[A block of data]
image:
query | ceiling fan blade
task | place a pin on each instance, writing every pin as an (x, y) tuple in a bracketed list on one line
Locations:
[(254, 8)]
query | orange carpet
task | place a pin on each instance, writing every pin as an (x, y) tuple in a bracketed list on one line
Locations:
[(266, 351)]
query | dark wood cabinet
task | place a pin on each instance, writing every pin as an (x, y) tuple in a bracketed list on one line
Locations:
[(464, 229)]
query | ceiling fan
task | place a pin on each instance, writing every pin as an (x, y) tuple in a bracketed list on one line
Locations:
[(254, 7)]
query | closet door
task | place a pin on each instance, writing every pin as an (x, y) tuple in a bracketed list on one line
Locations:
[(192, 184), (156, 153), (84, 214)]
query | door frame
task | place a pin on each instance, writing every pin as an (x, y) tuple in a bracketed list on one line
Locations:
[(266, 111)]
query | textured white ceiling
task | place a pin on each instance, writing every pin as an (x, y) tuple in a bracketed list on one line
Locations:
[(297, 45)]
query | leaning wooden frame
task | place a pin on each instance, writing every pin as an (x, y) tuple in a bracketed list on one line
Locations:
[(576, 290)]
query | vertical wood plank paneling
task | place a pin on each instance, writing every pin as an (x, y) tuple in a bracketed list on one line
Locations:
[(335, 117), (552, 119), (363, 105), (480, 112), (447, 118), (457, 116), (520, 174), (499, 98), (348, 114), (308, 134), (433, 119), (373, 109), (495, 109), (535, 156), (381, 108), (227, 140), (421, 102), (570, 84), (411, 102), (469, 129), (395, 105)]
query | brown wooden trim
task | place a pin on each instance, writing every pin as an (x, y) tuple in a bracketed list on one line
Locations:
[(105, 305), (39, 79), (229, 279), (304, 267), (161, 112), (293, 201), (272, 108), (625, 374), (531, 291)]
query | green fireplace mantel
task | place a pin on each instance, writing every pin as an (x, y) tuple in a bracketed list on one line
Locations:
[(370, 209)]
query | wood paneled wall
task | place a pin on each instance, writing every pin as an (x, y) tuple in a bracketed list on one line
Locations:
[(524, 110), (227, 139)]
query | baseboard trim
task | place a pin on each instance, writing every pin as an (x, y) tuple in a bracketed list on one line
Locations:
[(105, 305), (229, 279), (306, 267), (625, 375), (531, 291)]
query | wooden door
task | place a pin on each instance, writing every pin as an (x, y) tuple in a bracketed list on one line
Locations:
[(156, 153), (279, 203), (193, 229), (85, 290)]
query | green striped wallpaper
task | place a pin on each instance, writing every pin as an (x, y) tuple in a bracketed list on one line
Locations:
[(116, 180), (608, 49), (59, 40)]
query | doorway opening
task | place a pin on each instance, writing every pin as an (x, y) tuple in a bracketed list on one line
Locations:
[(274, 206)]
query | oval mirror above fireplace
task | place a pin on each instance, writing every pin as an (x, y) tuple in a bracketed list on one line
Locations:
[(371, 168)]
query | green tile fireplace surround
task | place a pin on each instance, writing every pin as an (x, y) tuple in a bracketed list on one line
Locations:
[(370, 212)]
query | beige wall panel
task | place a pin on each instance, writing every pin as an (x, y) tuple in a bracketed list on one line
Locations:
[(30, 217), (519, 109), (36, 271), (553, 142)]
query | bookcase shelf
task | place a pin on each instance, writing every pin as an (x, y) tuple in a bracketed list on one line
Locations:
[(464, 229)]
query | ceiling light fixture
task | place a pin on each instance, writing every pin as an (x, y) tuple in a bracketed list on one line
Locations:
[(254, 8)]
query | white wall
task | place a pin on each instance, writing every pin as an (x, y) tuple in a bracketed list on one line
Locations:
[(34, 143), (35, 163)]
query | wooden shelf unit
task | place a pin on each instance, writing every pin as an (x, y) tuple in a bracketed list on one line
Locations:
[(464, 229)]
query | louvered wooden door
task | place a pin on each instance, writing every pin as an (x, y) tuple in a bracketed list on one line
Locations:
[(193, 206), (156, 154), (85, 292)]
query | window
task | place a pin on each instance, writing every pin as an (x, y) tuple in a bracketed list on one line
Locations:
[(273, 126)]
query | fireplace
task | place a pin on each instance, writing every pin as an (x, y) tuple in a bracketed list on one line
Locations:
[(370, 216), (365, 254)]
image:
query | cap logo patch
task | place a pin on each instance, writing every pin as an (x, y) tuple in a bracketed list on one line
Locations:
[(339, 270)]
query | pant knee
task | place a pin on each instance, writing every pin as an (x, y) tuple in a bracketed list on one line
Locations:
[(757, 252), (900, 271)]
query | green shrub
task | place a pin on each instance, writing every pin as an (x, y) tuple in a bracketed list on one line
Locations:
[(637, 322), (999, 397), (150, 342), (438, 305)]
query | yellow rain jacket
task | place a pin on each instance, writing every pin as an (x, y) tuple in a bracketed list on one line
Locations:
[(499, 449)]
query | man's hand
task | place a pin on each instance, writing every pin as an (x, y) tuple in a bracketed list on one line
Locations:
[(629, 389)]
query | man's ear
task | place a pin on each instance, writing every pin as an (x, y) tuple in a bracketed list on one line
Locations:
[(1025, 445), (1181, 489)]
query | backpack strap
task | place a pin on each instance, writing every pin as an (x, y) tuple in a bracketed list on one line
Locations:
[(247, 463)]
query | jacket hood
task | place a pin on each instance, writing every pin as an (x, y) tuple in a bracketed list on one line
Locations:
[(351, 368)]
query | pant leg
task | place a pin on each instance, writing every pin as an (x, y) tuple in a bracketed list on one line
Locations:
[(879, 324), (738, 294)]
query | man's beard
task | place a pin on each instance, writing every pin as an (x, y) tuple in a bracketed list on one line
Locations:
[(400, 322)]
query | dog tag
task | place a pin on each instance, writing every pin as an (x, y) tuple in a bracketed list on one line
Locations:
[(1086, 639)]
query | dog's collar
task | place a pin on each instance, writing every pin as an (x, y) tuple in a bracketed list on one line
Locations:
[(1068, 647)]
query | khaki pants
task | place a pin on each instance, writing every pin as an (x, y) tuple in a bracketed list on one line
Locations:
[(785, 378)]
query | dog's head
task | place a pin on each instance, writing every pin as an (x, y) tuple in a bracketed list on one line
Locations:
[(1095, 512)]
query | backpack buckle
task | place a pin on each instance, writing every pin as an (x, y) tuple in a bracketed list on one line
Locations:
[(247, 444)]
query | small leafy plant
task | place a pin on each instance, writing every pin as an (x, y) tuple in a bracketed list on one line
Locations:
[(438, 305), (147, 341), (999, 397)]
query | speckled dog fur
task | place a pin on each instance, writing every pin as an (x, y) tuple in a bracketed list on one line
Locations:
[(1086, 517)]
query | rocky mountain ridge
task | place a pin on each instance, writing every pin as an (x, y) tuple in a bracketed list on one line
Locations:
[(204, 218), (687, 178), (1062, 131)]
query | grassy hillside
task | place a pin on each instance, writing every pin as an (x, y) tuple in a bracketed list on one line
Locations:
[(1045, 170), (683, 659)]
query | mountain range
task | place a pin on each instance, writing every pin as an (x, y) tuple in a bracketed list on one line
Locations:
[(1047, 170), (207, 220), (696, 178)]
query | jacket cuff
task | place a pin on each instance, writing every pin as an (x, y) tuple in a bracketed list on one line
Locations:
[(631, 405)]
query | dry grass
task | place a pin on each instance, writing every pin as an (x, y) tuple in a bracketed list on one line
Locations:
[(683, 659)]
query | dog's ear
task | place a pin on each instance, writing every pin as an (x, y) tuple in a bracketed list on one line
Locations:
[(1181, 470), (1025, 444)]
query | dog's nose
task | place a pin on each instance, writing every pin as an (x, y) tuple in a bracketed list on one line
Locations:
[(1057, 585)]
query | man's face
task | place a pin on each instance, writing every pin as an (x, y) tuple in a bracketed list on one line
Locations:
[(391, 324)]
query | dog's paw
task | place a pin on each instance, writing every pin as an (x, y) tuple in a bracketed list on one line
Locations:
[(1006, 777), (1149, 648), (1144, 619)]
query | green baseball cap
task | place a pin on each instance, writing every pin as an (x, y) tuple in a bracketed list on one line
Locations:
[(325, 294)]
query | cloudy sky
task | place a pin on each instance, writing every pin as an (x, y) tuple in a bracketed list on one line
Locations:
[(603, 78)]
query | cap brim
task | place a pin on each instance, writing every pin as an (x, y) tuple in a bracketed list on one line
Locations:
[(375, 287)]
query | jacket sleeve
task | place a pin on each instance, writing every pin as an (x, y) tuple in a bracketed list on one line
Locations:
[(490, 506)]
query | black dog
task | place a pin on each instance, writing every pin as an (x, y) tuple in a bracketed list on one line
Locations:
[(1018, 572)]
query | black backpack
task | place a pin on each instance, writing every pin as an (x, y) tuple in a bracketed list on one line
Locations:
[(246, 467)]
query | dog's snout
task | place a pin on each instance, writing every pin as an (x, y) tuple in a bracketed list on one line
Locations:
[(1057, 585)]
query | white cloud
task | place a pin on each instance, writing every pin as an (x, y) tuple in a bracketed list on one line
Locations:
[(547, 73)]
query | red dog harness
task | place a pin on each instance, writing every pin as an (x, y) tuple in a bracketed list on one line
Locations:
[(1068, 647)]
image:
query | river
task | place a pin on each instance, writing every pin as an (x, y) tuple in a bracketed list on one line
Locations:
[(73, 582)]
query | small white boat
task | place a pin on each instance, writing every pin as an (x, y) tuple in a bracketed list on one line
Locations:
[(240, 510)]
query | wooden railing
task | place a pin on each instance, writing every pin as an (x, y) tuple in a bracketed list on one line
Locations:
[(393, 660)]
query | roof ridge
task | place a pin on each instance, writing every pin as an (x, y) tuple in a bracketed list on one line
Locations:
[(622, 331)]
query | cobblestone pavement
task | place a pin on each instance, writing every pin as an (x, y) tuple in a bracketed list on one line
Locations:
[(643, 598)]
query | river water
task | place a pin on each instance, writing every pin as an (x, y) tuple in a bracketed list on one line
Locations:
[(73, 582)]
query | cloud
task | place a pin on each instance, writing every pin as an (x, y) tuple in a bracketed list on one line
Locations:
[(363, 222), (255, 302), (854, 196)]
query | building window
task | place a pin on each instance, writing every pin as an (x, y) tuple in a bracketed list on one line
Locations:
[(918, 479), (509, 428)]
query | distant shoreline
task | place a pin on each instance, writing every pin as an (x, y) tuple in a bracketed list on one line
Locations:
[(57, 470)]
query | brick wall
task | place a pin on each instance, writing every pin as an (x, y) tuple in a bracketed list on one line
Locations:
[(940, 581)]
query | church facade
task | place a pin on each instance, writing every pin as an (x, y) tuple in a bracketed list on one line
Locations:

Problem to solve: Make an exact copy of every line from the one with "query | dog's snout" to the end of the data, with the first and last of those lines included.

The result:
query | dog's snout
task | place a pin on each instance, writing every pin as an (x, y) tuple in a bracketed list on one line
Locations:
[(1057, 585)]
query | white cloud
task | place a pin on each instance, writing every pin as an (x, y) tuple in a bracketed list on one line
Locations:
[(547, 73)]
query | red dog harness
task | place a pin on each instance, writing every pin as an (x, y) tuple in a bracketed list on one line
Locations:
[(1068, 647)]
image:
query | river
task | place a pin on each instance, writing every pin as an (x, y) tuple in a bracketed list on one line
Locations:
[(73, 582)]
query | small white boat
task | place a pin on each instance, writing every pin as an (x, y) tuple in a bracketed list on one line
Locations:
[(240, 510)]
query | wooden railing
task | place a pin on each instance, writing every pin as an (x, y) tuple in a bracketed list on one line
Locations:
[(393, 660)]
query | roof ridge
task | place a pin on each instance, writing every pin as an (x, y) tuple in a bracketed list on one line
Locations:
[(622, 331)]
query | cobblestone pavement
task | place a pin on each instance, writing every pin as an (x, y) tuple in a bracketed list on one line
Locations:
[(643, 598)]
query | river water
task | place a pin on each instance, writing every pin as an (x, y) tuple in a bracketed list on one line
Locations:
[(73, 582)]
query | cloud
task | place a pin on each instance, writing every pin as an (x, y) tuple in a bracketed list on one line
Locations:
[(363, 222), (255, 302), (854, 196)]
query | building window
task | place a pin on each instance, writing every pin as an (x, y) tuple in a bracketed list on one line
Locations:
[(918, 479), (509, 428)]
query | distant shoreline
task | place a pin on each instance, writing every pin as an (x, y) tuple in a bracketed list on one line
Locations:
[(57, 470)]
query | brick wall
task | place a pin on each instance, writing every pin as an (x, y) tuple in a bracketed list on one line
Locations:
[(940, 581)]
query | church facade
task | place a pin on each instance, writing every pin as an (x, y) tuple in a bracketed list on one line
Locations:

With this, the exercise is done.